[Dataset entries]
━━━━━━━━━━━━━━━━

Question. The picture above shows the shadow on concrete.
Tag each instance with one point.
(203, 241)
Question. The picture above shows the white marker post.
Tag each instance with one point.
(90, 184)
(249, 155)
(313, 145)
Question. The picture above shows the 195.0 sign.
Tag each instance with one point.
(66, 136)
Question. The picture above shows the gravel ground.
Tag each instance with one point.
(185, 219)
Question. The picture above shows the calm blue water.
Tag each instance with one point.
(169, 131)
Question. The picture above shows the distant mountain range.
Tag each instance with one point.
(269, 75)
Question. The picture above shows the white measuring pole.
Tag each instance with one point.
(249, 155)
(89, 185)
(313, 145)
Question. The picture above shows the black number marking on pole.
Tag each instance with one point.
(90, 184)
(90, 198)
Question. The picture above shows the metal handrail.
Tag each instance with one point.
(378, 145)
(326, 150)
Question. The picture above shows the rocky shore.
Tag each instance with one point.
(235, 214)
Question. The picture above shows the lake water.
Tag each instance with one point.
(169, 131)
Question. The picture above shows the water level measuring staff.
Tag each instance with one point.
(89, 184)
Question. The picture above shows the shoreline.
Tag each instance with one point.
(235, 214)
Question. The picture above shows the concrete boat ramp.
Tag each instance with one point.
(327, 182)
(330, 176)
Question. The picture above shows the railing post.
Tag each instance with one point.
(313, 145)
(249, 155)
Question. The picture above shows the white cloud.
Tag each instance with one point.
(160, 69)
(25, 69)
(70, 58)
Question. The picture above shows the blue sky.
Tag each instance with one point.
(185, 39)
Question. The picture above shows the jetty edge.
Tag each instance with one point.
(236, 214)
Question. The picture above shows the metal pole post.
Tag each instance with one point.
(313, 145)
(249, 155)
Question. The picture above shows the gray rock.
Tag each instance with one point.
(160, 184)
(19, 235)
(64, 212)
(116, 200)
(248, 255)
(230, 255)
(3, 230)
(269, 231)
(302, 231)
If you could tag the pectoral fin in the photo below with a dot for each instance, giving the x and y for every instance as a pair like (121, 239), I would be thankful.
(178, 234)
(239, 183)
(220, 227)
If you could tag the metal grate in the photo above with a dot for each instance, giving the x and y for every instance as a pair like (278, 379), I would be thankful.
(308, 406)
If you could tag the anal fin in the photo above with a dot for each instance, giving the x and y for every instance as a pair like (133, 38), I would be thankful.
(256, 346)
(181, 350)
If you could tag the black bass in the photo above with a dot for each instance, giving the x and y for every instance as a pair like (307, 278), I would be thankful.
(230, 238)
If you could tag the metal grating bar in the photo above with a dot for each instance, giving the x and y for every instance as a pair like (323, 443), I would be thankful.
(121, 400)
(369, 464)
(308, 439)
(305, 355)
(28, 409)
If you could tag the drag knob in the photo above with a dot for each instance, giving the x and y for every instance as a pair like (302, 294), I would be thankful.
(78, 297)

━━━━━━━━━━━━━━━━

(REQUIRED WORK)
Could you copy every record above exactly as it stands?

(OUTPUT BELOW)
Question. The picture above shows the shadow on concrete.
Tag each instance with one point.
(203, 241)
Question. The picture above shows the white marker post.
Tag each instance with one point.
(90, 184)
(249, 155)
(313, 145)
Question. The picture above shows the 195.0 sign.
Tag each instance with one point.
(66, 136)
Question. The picture above shows the gravel ground.
Tag each instance with one point.
(185, 219)
Question. The picture above shows the calm blue water.
Tag each instance with one point.
(169, 131)
Question. The picture above shows the distant mountain range.
Tag each instance with one point.
(269, 75)
Question. The picture above shows the white measuring pole.
Tag each instance with one point.
(249, 155)
(89, 185)
(313, 145)
Question. The picture above shows the black number marking on pole.
Tag each instance with one point.
(90, 184)
(90, 198)
Question. The picture above shows the metal handrail.
Tag each instance with one point.
(378, 145)
(326, 150)
Question. The picture above shows the rocky shore.
Tag each instance with one point.
(235, 214)
Question. The picture above shows the lake water.
Tag each instance with one point.
(169, 131)
Question. The picture above shows the water level measuring staff.
Tag each instance with one point.
(89, 184)
Question. The picture above shows the shoreline.
Tag each instance with one point.
(235, 214)
Question. The picture above shows the concrete boat ramp.
Tag each instance with one point.
(327, 182)
(330, 176)
Question. The picture above shows the railing post.
Tag each instance with one point.
(313, 145)
(249, 155)
Question. The picture above shows the white cloud.
Tag each instance with one point.
(160, 69)
(25, 69)
(70, 58)
Question. The picture above shows the blue sky.
Tag each instance with one point.
(185, 39)
Question. The picture above shows the jetty edge.
Tag each instance with one point.
(236, 214)
Question. The picture above shows the metal pole post.
Tag each instance with one point.
(313, 145)
(249, 155)
Question. The picture above shows the gray rock.
Tag each instance with one point.
(160, 184)
(19, 235)
(64, 212)
(116, 200)
(248, 255)
(230, 255)
(3, 230)
(269, 231)
(302, 231)
If you could tag the pectoral fin in the photo below with a dot for each instance, giving the x and y for every instance as a pair like (121, 239), I would be thankful.
(178, 234)
(239, 183)
(220, 227)
If you could tag the metal grate in the photo above with a dot for each instance, giving the x and y for every instance as a pair like (278, 379), I would be thankful.
(308, 406)
If you could tag the anal fin in the photo above with a dot for each instance, giving the x and y for every instance as a pair like (133, 38), I would be thankful.
(256, 346)
(181, 350)
If you could tag the black bass in the photo above with a dot for each instance, giving the x and y for every instance as a pair like (307, 278), I would be thankful.
(230, 238)
If you could tag the metal grating bar in the photo above with a dot for each instance, giving the x and y for every instance as a pair like (323, 443), I would be thankful.
(121, 400)
(369, 464)
(308, 439)
(305, 355)
(28, 409)
If you could tag the drag knob in the photo above with a dot for each instance, giving the x and y for every instance as a pair like (302, 294), I would be thankful.
(78, 297)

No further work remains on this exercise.